- What this task involves: Extract each line from the rows below that contains the word "dark".

(Point annotation rows)
* * *

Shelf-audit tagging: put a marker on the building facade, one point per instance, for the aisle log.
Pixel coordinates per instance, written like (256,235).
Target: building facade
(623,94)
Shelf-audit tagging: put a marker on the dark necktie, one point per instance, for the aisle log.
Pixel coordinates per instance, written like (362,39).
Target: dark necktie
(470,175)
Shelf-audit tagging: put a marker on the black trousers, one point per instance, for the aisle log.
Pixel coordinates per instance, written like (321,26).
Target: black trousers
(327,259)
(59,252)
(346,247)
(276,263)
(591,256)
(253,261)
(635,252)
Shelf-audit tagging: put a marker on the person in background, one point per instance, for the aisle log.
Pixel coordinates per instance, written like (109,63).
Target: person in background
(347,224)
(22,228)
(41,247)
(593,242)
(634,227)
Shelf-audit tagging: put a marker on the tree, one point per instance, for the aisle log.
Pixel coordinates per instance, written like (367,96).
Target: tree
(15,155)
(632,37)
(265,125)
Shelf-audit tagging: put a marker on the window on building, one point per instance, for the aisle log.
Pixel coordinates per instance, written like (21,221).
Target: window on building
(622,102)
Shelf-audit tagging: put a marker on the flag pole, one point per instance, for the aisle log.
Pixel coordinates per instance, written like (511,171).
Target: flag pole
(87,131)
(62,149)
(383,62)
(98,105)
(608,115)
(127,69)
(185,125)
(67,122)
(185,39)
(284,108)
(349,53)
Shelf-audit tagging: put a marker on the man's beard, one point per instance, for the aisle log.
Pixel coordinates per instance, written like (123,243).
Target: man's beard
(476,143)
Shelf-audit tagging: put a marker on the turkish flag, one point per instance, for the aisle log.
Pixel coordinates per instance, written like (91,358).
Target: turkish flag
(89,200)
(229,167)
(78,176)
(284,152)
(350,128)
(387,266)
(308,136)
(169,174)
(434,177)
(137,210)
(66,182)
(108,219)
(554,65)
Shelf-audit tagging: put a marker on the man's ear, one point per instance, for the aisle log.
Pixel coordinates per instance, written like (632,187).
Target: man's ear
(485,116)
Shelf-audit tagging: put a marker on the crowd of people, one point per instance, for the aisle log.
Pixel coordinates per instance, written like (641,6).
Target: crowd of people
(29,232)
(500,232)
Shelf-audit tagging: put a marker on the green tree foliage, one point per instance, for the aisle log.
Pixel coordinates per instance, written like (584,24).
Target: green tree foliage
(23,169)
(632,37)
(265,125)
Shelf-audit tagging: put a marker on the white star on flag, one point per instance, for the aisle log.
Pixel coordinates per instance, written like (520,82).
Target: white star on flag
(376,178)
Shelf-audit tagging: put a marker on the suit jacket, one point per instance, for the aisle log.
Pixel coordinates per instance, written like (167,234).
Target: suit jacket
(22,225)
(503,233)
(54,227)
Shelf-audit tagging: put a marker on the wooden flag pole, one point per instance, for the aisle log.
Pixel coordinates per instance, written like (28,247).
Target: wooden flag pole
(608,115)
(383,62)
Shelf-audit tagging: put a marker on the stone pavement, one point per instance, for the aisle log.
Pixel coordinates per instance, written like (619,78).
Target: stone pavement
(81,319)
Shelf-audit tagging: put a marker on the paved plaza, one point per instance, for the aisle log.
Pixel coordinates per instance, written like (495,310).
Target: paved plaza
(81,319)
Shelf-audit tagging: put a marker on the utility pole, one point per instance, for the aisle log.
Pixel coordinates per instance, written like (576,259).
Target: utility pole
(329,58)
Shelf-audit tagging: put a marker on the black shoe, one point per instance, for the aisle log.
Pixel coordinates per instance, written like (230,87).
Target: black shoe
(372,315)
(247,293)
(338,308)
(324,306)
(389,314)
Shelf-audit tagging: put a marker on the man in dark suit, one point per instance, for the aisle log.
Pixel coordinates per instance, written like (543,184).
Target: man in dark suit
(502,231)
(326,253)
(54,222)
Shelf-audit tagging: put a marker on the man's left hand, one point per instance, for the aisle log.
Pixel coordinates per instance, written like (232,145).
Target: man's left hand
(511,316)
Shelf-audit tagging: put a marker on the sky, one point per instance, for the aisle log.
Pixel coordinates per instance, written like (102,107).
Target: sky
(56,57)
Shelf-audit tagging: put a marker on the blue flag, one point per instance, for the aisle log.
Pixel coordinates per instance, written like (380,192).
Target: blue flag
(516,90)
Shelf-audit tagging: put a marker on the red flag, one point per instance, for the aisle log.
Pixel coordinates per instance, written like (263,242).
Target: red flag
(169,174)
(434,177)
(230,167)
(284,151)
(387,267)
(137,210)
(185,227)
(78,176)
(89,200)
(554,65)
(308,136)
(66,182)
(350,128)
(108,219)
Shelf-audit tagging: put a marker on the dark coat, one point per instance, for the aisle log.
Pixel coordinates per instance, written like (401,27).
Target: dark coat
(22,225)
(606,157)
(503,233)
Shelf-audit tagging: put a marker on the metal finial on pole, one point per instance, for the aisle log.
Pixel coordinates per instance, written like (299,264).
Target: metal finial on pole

* * *

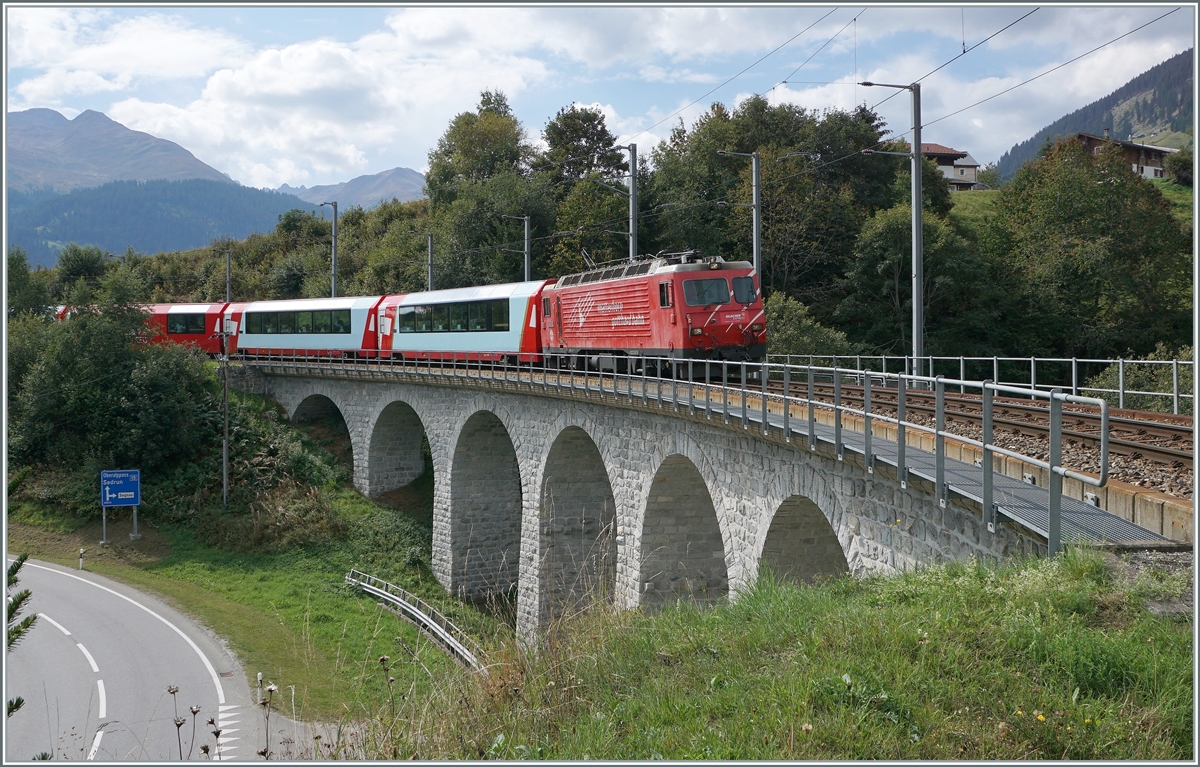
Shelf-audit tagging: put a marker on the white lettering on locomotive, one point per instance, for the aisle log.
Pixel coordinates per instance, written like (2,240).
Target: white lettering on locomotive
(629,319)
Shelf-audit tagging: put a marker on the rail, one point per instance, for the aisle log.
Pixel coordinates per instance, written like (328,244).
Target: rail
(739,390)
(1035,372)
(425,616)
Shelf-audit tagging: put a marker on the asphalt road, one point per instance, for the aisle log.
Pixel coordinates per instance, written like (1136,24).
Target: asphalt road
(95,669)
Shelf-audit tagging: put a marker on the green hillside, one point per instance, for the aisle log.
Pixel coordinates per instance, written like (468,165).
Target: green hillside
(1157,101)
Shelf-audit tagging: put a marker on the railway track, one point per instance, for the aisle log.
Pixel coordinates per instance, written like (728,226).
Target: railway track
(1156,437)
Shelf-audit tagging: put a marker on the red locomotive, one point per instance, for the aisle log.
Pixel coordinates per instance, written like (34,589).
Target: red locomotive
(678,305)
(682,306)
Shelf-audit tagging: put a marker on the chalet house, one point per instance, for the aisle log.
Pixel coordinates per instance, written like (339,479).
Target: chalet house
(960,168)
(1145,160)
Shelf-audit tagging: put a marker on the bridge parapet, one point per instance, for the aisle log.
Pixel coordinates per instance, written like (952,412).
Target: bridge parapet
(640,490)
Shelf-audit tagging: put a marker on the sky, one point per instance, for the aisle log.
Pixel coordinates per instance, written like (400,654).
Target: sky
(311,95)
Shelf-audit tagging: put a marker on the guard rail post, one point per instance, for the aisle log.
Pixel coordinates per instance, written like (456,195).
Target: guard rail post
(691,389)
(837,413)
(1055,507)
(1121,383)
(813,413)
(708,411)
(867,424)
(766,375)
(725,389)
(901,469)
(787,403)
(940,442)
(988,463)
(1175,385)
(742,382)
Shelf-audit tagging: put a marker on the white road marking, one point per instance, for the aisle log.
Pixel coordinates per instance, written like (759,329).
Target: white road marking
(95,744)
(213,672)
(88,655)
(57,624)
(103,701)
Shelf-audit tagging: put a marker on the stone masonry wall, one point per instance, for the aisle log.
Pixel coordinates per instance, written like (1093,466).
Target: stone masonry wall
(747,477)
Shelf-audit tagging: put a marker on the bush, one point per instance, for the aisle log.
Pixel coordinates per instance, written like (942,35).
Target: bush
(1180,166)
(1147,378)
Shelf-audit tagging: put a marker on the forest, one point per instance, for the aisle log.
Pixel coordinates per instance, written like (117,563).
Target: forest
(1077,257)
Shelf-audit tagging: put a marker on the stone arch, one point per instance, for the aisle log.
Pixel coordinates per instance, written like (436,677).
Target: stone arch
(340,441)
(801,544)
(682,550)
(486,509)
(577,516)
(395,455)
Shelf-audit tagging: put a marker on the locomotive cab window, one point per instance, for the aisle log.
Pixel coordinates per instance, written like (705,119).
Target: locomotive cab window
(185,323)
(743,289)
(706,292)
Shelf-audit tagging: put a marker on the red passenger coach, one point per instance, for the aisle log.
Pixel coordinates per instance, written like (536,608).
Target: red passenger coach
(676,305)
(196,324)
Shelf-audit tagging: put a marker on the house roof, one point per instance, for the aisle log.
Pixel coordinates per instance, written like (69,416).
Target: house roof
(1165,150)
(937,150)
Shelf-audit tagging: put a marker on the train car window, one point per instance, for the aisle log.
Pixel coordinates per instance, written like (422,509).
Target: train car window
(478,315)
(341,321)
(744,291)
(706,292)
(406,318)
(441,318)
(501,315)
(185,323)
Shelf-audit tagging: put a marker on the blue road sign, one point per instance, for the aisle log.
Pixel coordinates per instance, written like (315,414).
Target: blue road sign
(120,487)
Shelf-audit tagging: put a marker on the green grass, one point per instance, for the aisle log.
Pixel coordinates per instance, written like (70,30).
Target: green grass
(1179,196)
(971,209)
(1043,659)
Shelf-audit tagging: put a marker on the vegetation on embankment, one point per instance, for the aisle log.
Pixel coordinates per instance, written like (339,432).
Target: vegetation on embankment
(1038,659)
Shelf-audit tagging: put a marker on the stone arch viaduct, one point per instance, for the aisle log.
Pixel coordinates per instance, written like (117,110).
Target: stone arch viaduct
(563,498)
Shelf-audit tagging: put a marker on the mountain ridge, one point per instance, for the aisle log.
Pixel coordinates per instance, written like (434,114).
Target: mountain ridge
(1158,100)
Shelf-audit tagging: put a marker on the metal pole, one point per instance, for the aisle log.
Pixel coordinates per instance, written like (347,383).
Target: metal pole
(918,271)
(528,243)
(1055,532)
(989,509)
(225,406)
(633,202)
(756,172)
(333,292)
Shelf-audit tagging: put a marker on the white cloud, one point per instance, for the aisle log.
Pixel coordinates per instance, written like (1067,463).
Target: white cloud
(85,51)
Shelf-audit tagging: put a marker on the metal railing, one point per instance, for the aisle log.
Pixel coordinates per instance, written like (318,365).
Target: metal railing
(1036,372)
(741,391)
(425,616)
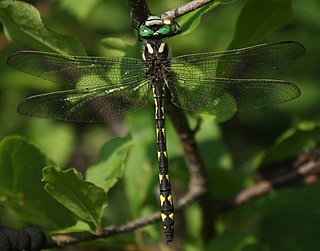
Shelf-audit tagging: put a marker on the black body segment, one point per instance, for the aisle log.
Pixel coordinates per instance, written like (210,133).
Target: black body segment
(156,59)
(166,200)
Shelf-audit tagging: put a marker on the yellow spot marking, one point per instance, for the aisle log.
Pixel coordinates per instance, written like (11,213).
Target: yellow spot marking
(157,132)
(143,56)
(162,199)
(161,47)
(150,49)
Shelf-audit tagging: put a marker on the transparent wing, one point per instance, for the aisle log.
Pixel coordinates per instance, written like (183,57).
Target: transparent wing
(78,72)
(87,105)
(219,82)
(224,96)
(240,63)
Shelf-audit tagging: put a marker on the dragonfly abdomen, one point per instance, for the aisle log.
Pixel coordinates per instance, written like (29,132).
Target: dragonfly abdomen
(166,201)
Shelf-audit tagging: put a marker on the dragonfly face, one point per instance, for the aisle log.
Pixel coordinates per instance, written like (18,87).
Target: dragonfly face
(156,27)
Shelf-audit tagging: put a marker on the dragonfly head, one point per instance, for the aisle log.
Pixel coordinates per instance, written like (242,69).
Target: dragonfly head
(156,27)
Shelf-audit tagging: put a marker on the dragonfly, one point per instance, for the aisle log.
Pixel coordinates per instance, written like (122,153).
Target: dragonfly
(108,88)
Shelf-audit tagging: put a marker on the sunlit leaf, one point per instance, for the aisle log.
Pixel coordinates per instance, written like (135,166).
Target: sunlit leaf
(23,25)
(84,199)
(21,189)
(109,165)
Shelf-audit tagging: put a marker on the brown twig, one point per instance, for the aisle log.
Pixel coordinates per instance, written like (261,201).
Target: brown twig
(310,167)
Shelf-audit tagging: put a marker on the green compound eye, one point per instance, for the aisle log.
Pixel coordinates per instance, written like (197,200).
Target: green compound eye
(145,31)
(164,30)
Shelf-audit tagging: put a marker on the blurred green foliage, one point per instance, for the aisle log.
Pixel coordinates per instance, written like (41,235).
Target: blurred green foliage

* * *

- Task result:
Shelf-audit tagging: put a marker on the dark necktie, one point per instance, for the aisle log.
Target: dark necktie
Shelf-audit tagging: put a marker on the man in dark suit, one point per instance, for the aisle log.
Target: man in dark suit
Shelf-audit tagging: put a marker on the dark coat, one point per instance, for the aisle log.
Target: dark coat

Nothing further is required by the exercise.